## TASK INSTRUCTIONS
Leaving the pictures aside, restate all of the data exactly.

## STUDY MATERIAL
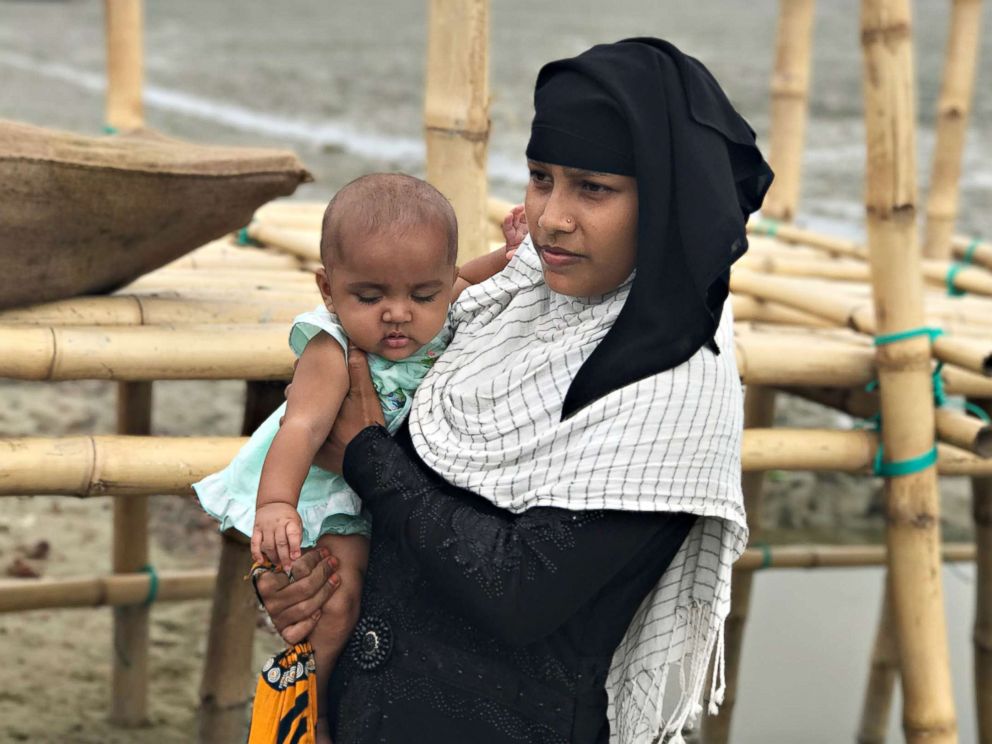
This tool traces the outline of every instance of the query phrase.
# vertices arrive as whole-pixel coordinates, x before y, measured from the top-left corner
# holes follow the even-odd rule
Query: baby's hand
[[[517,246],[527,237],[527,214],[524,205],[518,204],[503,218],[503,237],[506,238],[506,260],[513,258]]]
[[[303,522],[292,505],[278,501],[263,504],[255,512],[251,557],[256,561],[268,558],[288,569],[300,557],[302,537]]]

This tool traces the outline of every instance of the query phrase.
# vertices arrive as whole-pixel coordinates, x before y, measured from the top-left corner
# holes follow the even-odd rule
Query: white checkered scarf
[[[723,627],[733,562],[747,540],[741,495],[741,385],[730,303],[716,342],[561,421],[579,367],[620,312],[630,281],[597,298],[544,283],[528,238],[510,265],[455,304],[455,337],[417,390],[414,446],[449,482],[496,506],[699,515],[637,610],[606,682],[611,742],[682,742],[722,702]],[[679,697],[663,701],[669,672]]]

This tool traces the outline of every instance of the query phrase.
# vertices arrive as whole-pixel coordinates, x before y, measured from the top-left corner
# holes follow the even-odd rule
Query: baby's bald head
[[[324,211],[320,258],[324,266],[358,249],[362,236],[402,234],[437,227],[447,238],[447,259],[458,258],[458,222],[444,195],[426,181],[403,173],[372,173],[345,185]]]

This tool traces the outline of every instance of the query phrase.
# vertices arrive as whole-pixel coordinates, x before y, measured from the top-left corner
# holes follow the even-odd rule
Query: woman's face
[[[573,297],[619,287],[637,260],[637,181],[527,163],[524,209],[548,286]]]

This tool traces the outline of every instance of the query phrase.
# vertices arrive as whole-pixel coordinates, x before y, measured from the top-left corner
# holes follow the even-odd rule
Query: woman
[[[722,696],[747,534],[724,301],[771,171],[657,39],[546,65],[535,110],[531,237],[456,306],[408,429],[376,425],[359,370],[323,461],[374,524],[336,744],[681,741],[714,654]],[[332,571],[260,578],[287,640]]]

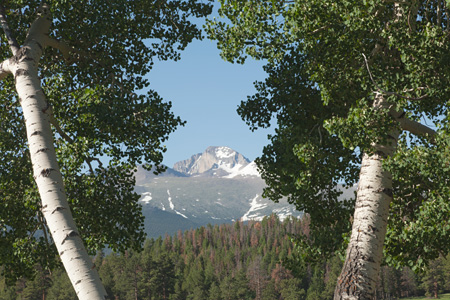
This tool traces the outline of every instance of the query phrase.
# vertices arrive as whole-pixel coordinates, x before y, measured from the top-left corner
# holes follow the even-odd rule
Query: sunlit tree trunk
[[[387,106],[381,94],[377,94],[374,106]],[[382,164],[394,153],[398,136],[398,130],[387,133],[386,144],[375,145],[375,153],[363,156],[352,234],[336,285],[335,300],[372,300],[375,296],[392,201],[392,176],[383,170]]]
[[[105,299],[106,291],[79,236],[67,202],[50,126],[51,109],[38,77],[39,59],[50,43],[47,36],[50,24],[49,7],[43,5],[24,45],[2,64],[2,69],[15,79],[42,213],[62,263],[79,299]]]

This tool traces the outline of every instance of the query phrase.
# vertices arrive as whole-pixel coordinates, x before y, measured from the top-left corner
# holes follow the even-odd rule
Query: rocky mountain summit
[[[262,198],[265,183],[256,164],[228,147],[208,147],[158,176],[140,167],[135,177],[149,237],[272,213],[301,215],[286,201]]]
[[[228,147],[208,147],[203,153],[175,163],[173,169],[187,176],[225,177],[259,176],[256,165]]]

## TASK RESULT
This tool traces the outline of every instance of the query phrase.
# vertices arrive as whole-pixel coordinates, x before y, measured from the top-left corner
# holes follow the even-odd rule
Query: baby's hand
[[[517,246],[527,237],[527,214],[524,205],[518,204],[503,218],[503,237],[506,238],[506,260],[513,258]]]
[[[303,522],[292,505],[278,501],[263,504],[255,512],[251,557],[256,561],[268,558],[288,569],[300,557],[302,537]]]

This tool traces the outline of every instance of the query phrase.
# vertices arrive as whole-pixel coordinates, x before y, measured from the top-left corner
# holes follow the even-odd rule
Query: white checkered scarf
[[[723,627],[733,562],[747,540],[741,495],[741,385],[730,303],[716,342],[561,421],[579,367],[620,312],[630,281],[597,298],[544,283],[528,238],[510,265],[455,304],[455,337],[417,390],[414,446],[449,482],[496,506],[699,515],[637,610],[606,682],[611,742],[682,742],[722,702]],[[679,697],[663,701],[669,672]]]

This tool traces the outline of every instance of the query phrase.
# vertices arrive as whole-pixel coordinates, x before y, measured from the top-left corner
# holes follow the even-odd rule
Query: baby's bald head
[[[324,211],[320,258],[324,266],[358,249],[362,236],[402,234],[437,227],[447,238],[447,259],[458,258],[458,222],[444,195],[426,181],[403,173],[372,173],[345,185]]]

This tool traces the outline of every instance of the query phrase.
# vertices arrive as whole-pixel coordinates, x before y, measured from the top-left corner
# holes follow the even-odd rule
Query: woman's face
[[[573,297],[619,287],[637,260],[637,181],[527,163],[524,209],[548,286]]]

This tool traces the outline of every instance of the query phrase.
# vertices arrive as whole-pixel coordinates, x before y, measured from the top-left corner
# holes follow the even-odd rule
Query: woman
[[[722,696],[747,534],[724,301],[771,171],[657,39],[546,65],[535,110],[531,237],[456,306],[408,429],[376,425],[359,370],[323,461],[374,524],[336,744],[681,741],[714,654]],[[332,571],[260,578],[287,640]]]

This tool traces the outline of every instance of the query phrase.
# vertices arrive as whole-pixel coordinates, x before y, measured from the top-left corner
# holes follow the even-odd rule
Query: sunlit tree trunk
[[[387,106],[381,94],[377,94],[374,106]],[[382,164],[394,153],[398,136],[398,130],[387,133],[386,144],[375,145],[375,153],[363,156],[352,234],[336,285],[335,300],[372,300],[375,296],[392,201],[392,176],[383,170]]]
[[[105,299],[106,291],[79,236],[67,202],[50,126],[51,109],[38,77],[39,59],[50,43],[47,36],[50,24],[49,7],[43,5],[24,45],[2,64],[2,69],[15,79],[42,213],[62,263],[79,299]]]

This tool traces the outline of every instance of the query phrase.
# vertices arrive as whole-pixel coordinates, x before y, measured from the top-left corner
# holes follow the even-odd rule
Query: rocky mountain summit
[[[262,198],[265,183],[256,164],[228,147],[208,147],[158,176],[140,167],[135,177],[149,237],[272,213],[301,215],[286,201]]]
[[[228,147],[208,147],[203,153],[175,163],[173,169],[187,176],[225,177],[259,176],[256,165]]]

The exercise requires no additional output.